### Text under study

Throughout the US, the Midwest is renowned for its hospitality – and that’s as true in its coffee community as it is anywhere else. But what can the international third wave industry learn from Midwestern friendliness? I turned to Indianapolis, with its fast-growing specialty scene, to find out.
Café Integral at Freehand, Chicago. Credit: Matt Scheffer
Is Kindness Off The Menu in Specialty Shops?
In Indianapolis, coffee shops bring together quality coffee and quality service. A barista’s role is just as focused on the people on the other side of the bar as it is on what’s coming out of a portafilter.
For many of the coffee shop owners I interviewed, the integrity of their relationships with their customers is key. They see it as a response to concerns shared by many specialty coffee consumers and potential new customers: the unfriendly barista. My interviewees feel that consumers are looking for friendliness, inclusion, and accessibility – and they intend to provide this for them.
Brian Beyke of Quills Coffee and the I Brew My Own Coffee and Unwrapped podcasts tells me, “We want to bring a national level of excellence in coffee… in an accessible way to our customers.”
For him, it’s all about remaining focused on consumers’ wants and needs. “I’m one who likes the ritual of making coffee, but honestly I do think for most customers, it’s the experience they receive from our people which matters to them. We prize showing our customers we make choices which result in great service, because nice coffee goes well with nice service.”
Caffe Streets, Chicago. Credit: Matt Scheffer
Making Specialty More Accessible to Consumers
While some consumers feel confident ordering specialty coffee, for others, it’s viewed as inaccessible and confusing. Part of good customer service is finding ways to put the consumer at ease – and that may mean going outside of the café.
Earlier this year, Tinker Coffee held the first ever Indianapolis Cup, an event geared toward local coffee drinkers. It featured a series of quick talks on the science and practice of coffee followed by a cupping of coffees selected from the local area. Tinker Coffee was joined by companies such as Rabble Coffee, Coat Check Coffee, Uel Zing cold brew, Populace Coffee of Bay City, Milktooth, Open Society Public House, and Quills Coffee.
“We were holding cupping classes regularly, but we wanted to introduce more people to specialty coffee,” Steve Hall of Tinker Coffee tells me. “Our biggest goal was for people to realize these coffees taste different from what they expect, and that not all coffee is the same. There’s a much broader world to be explored at their own pace.”

### Data records

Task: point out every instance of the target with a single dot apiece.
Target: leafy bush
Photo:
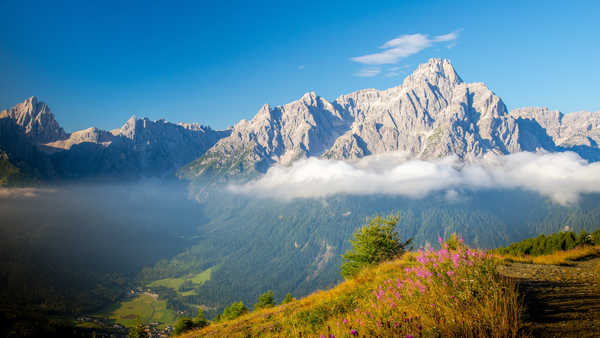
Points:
(373, 243)
(185, 323)
(265, 300)
(288, 298)
(543, 245)
(233, 311)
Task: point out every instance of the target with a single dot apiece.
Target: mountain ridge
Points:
(432, 114)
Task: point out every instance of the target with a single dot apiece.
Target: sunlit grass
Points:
(146, 307)
(451, 292)
(175, 283)
(557, 258)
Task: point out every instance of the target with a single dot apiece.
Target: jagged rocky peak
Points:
(566, 130)
(37, 121)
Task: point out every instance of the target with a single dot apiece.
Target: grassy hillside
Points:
(450, 292)
(148, 307)
(8, 172)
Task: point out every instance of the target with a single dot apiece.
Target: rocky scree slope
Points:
(32, 140)
(432, 114)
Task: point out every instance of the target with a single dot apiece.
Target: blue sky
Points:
(97, 64)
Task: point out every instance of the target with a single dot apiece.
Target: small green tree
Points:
(139, 330)
(233, 311)
(288, 298)
(373, 243)
(265, 300)
(200, 321)
(183, 324)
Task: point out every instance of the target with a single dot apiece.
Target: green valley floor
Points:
(561, 301)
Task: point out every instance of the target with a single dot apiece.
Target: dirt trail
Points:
(561, 301)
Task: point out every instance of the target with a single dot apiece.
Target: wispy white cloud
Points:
(368, 72)
(402, 47)
(560, 176)
(395, 71)
(22, 193)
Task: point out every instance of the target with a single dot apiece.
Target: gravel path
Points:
(561, 301)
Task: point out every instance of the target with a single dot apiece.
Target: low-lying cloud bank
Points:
(22, 193)
(560, 176)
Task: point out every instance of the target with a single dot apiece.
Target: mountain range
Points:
(432, 114)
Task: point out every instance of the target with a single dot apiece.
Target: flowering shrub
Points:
(449, 292)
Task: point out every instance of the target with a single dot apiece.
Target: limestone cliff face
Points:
(432, 114)
(30, 134)
(566, 130)
(36, 119)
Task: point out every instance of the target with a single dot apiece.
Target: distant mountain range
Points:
(32, 140)
(432, 114)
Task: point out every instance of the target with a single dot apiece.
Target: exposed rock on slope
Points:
(578, 131)
(36, 119)
(432, 114)
(30, 135)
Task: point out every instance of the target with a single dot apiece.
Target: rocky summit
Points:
(31, 139)
(432, 114)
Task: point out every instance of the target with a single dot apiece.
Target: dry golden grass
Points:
(477, 303)
(557, 258)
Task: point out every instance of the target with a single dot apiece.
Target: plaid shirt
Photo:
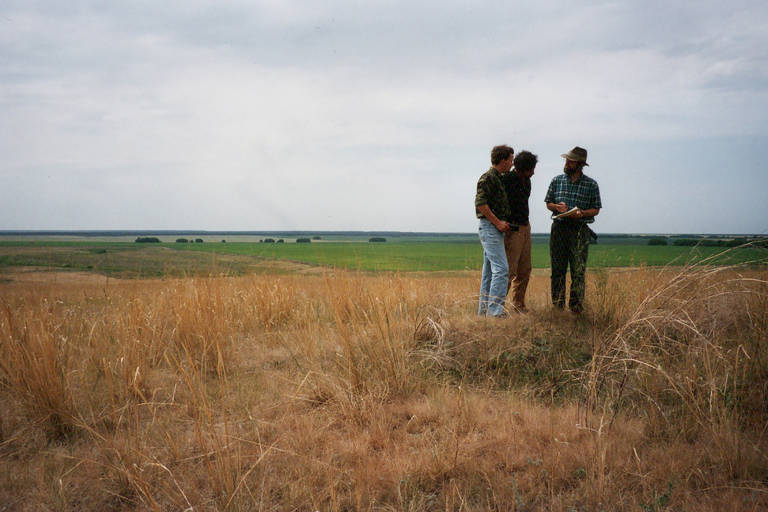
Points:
(583, 193)
(490, 191)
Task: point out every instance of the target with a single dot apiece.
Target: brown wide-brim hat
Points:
(577, 154)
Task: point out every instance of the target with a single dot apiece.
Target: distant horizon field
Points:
(153, 259)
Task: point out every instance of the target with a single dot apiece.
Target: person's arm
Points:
(557, 207)
(591, 212)
(501, 225)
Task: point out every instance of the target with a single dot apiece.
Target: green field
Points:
(132, 259)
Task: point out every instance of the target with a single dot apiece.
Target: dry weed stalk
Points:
(686, 355)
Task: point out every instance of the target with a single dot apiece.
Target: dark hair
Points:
(525, 161)
(499, 153)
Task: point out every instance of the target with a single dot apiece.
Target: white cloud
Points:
(346, 116)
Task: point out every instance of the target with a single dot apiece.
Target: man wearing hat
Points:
(574, 200)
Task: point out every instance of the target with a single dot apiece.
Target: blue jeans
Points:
(493, 283)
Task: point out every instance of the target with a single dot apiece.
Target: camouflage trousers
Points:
(569, 246)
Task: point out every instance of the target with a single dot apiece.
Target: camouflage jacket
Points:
(490, 191)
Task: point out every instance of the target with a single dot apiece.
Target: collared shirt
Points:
(490, 191)
(583, 193)
(518, 191)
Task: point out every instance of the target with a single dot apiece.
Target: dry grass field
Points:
(346, 391)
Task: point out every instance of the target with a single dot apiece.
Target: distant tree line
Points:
(734, 242)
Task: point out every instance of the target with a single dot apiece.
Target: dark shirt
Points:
(518, 191)
(583, 193)
(490, 191)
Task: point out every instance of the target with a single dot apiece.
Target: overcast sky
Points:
(377, 115)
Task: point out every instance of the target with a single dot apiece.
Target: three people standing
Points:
(501, 204)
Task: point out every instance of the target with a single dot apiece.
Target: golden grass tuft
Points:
(348, 391)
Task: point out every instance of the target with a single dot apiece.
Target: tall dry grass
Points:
(357, 392)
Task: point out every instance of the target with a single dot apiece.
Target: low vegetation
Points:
(346, 391)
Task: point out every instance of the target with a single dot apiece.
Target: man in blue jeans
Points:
(492, 208)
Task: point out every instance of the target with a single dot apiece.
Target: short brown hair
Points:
(499, 153)
(525, 161)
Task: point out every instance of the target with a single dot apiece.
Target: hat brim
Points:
(573, 158)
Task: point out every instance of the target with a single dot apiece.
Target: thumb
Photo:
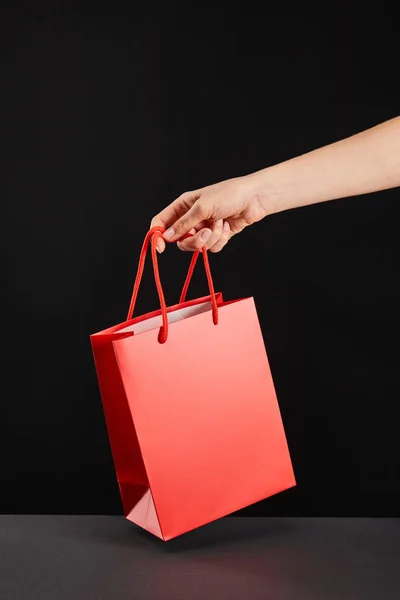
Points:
(199, 212)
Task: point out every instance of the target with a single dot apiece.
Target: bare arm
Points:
(364, 163)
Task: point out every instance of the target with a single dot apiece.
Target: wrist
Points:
(264, 192)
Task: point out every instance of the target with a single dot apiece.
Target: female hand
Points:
(213, 214)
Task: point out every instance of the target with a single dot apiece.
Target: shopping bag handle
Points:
(151, 238)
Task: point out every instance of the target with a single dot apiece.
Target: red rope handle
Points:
(152, 236)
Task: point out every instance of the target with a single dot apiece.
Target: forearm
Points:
(364, 163)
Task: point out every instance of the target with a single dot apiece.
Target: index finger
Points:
(172, 213)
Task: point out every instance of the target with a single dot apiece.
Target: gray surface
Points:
(108, 558)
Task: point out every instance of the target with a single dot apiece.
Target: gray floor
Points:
(108, 558)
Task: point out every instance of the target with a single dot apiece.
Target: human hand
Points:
(212, 214)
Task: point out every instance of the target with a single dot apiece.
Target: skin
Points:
(361, 164)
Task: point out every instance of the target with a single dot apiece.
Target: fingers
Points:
(213, 238)
(223, 239)
(173, 213)
(200, 211)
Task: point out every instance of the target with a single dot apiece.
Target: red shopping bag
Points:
(191, 410)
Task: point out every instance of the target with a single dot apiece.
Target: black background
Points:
(104, 120)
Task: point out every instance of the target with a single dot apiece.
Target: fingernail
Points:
(169, 234)
(205, 236)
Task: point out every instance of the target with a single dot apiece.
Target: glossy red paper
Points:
(194, 423)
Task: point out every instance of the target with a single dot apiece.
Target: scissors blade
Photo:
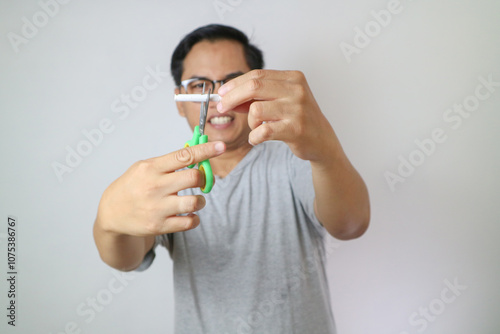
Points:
(204, 113)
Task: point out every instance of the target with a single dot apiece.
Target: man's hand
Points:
(144, 201)
(280, 106)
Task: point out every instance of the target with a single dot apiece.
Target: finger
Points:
(188, 156)
(269, 111)
(179, 223)
(280, 130)
(172, 183)
(257, 74)
(256, 85)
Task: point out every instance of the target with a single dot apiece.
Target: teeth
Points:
(220, 120)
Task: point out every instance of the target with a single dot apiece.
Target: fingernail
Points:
(219, 107)
(220, 147)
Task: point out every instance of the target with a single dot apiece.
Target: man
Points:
(251, 260)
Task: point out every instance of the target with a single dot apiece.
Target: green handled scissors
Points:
(199, 137)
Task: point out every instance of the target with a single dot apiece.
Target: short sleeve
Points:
(302, 185)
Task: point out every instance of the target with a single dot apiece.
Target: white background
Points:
(440, 225)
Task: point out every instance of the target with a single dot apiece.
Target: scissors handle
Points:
(204, 166)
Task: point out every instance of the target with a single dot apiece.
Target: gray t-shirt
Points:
(255, 264)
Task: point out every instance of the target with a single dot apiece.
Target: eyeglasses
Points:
(195, 85)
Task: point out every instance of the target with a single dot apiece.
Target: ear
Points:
(180, 105)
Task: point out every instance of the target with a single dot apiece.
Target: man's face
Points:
(216, 61)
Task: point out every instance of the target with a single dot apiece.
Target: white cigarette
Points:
(196, 97)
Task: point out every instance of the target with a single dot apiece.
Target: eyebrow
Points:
(230, 75)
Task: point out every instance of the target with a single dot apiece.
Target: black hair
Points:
(213, 32)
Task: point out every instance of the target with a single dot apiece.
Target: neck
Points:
(225, 163)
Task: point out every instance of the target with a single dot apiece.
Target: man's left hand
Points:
(280, 106)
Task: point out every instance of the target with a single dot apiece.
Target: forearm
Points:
(120, 251)
(341, 202)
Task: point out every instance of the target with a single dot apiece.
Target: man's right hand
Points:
(144, 202)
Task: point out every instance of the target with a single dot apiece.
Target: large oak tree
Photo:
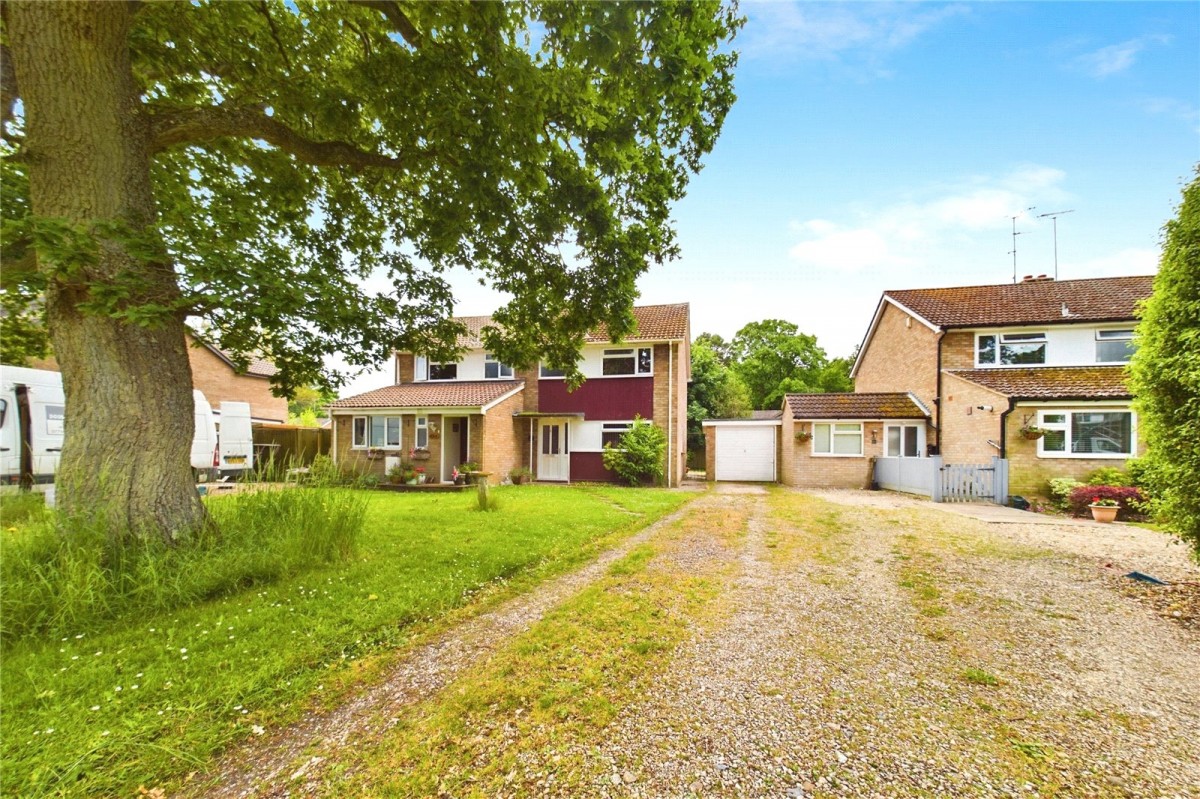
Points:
(252, 163)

### What to work on
**1.** Could you quote the Indianapolis coffee article word for word, starting with "Throughout the US, the" and going on through "of a portafilter."?
**2.** Can you write the next part of the Indianapolis coffee article, picking up right after its final sentence?

### Results for each task
**1.**
Throughout the US, the Midwest is renowned for its hospitality – and that’s as true in its coffee community as it is anywhere else. But what can the international third wave industry learn from Midwestern friendliness? I turned to Indianapolis, with its fast-growing specialty scene, to find out.
Café Integral at Freehand, Chicago. Credit: Matt Scheffer
Is Kindness Off The Menu in Specialty Shops?
In Indianapolis, coffee shops bring together quality coffee and quality service. A barista’s role is just as focused on the people on the other side of the bar as it is on what’s coming out of a portafilter.

**2.**
Steve admits that there’s a long way to go, but says that the average consumer is learning more and more about specialty coffee. And as they do, they will feel more at home in their local specialty shop.
Consumers cup coffee at the Indianapolis Cup. Credit: Matt Scheffer
Café Layouts Center Around Consumer Experience
Yet customer service isn’t just about the barista and the consumer: it’s also about the space. And by putting customer needs quite literally at the center of that space, you create a better coffee experience.
Midwestern shops such as Intelligentsia’s Logan Square location and Madcap’s downtown Grand Rapids location are designed to offer full bar service. This allows for a setup much like that of a barista competition routine – and provides consumers with a new reason to approach specialty coffee.
In Indianapolis, coffee shops like Coat Check Coffee and Quills Coffee are providing areas for observing brewing and discussing extraction rates with the barista, but also have comfortable seating areas away from the coffee bar. This gives the customer the power to choose their coffee experience, whether it’s learning more about coffee, reading a good book, working, or spending time with friends.
Tinkers Coffee during the Indianapolis Cup. Credit: Matt Scheffer
In the coffee shop, the customer service time is short – often less than a minute. We have to take advantage of every possible opportunity available to us to provide good hospitality and encourage consumers to return.
The US Midwest might not always in the spotlight, but a cue could be taken from its tendency to always go the extra mile for a customer.
“I feel optimistic about growth in the future…” Steve of Tinker Coffee tells me. “People are genuinely nice here, and the coffee culture is a more hospitable experience. Smaller cities, and Indianapolis baristas in particular, are more willing to guide consumers through coffee.”